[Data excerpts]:
%%

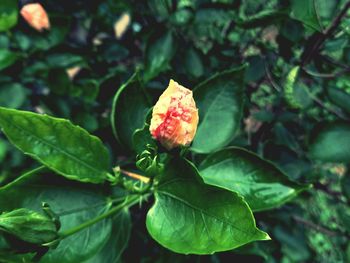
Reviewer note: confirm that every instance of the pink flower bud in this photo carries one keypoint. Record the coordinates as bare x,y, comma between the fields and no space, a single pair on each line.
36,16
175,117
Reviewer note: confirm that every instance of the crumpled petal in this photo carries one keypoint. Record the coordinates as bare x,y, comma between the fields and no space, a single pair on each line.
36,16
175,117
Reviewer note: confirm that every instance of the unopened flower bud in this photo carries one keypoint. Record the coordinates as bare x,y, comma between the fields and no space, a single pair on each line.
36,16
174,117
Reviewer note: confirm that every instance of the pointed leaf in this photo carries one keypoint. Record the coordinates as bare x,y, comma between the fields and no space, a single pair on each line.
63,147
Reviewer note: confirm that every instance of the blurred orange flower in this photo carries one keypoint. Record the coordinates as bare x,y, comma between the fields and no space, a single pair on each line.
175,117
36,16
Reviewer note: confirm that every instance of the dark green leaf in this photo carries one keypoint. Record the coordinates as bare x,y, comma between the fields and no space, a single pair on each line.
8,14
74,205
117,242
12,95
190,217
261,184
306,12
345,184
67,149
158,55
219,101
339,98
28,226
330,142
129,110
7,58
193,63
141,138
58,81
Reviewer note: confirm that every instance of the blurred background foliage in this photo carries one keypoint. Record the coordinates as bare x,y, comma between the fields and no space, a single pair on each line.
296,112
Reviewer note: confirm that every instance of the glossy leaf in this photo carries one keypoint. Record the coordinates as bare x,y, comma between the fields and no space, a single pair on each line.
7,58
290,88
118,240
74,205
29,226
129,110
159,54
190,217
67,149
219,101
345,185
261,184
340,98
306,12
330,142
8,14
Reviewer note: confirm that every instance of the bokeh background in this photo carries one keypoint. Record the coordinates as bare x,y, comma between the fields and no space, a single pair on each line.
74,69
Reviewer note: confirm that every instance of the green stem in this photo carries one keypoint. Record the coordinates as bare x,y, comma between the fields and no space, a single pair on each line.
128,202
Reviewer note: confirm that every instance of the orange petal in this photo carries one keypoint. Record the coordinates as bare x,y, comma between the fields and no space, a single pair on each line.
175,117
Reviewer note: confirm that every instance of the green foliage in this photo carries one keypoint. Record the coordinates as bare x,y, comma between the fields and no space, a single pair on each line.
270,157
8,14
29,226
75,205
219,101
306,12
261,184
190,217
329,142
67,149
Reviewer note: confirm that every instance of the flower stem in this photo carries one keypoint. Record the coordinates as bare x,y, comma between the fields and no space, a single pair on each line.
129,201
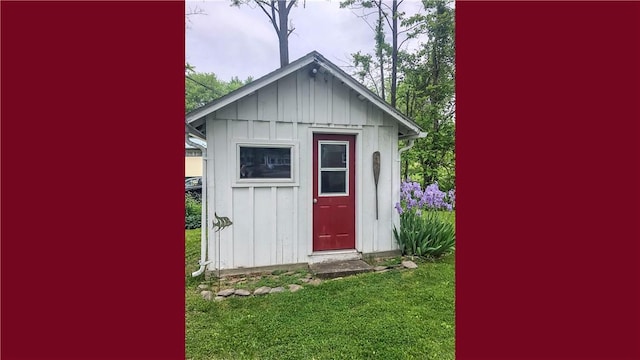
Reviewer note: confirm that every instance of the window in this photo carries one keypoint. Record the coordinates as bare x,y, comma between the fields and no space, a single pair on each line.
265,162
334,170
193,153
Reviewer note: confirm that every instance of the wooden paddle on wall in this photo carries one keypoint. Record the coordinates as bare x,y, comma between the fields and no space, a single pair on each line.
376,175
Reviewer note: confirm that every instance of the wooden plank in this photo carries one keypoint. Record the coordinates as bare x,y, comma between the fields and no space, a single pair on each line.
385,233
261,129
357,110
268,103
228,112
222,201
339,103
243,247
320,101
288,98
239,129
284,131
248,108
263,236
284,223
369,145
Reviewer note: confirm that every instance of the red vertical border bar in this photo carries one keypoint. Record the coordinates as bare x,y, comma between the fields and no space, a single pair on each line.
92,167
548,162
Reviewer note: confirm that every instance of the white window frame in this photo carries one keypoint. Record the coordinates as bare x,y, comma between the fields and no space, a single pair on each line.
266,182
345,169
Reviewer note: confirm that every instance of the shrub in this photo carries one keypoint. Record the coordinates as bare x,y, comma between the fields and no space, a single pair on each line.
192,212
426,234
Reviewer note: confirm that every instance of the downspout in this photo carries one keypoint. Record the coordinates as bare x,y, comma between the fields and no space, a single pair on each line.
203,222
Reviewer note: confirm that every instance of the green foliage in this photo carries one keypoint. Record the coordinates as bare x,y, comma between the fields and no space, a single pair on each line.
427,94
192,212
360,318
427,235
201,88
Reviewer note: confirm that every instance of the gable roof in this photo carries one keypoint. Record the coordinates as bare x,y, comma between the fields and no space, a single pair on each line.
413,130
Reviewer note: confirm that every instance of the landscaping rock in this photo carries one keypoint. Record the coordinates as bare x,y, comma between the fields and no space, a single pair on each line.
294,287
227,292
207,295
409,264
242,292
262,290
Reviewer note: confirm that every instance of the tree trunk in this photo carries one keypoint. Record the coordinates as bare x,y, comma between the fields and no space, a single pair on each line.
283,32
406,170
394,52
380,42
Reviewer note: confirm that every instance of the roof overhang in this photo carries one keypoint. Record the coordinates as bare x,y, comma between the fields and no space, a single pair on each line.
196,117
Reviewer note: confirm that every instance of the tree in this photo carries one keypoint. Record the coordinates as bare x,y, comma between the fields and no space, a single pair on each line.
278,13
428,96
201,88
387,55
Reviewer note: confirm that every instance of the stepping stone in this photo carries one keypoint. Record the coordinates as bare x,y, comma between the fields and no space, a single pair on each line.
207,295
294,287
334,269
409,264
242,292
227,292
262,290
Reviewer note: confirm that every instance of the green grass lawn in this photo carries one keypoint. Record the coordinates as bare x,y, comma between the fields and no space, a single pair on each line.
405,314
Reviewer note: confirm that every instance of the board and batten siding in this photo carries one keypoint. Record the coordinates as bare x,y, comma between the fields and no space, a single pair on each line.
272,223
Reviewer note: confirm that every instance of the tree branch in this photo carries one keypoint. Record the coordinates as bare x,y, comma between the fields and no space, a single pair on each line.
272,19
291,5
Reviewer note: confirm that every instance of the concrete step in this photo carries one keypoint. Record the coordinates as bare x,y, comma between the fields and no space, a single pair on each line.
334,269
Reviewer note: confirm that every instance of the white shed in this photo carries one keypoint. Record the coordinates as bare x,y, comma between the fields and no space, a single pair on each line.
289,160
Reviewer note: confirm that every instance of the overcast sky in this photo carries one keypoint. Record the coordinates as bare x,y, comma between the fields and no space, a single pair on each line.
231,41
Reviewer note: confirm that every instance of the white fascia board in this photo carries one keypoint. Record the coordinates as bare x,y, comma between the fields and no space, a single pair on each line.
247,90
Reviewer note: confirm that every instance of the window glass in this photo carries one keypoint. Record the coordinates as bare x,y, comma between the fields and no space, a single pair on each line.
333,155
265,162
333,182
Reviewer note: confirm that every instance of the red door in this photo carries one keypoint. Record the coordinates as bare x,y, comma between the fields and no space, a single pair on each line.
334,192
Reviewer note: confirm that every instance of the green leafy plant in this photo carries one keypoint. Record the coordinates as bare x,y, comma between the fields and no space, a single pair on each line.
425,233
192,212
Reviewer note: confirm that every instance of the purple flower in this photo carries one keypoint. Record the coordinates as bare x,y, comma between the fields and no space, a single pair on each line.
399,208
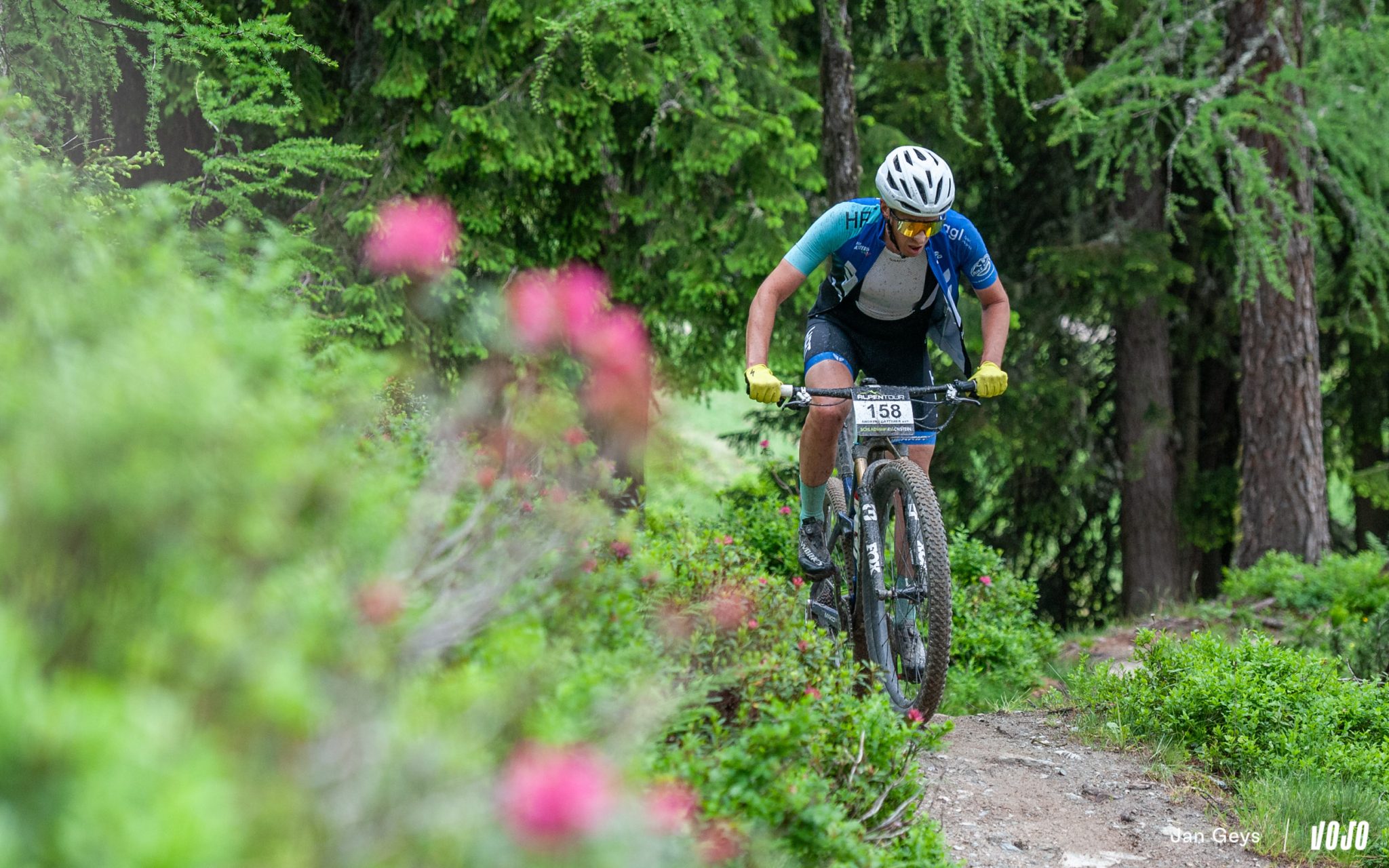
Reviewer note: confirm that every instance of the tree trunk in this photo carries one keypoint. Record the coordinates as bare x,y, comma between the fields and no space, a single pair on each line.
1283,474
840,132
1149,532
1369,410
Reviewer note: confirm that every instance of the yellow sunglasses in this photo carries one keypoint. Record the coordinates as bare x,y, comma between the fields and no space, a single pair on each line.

%%

[Exercise description]: Retype, word for word, the line containing "Reviewer note: confirm that every instance of the red door" and each line after it through the end of the data, leaving any picture out.

[Task result]:
Reviewer note: confirm that every instance of the red door in this photo carries one keypoint. Record the coordinates as bare x,y, comma between the fields and no space, a single pair on each line.
334,192
Reviewer note: confirm that every instance of the green leafy plant in this photo carries one keypoint. Record the coordinates as bare x,y, comma between the fields and no space, a single pair on each line.
425,233
192,212
Reviewer note: confirm that every instance of the purple flower in this photo carries one keypoint. Record the coordinates as bare x,y, comma between the fields and no space, a single pair on each line.
399,208
Reviewer note: confirm that every instance of the tree trunk in this photo carries one keypoint. Record the coordinates as bare x,y, comma between the fields and no space, a single pair on each line.
1283,474
840,132
1149,532
1369,410
Reviewer note: confirm that every instance of the yellow sunglasses in this photo carries one keypoint. Record the coordinates as bare x,y, comma between the fields and no space, a single pair on each line.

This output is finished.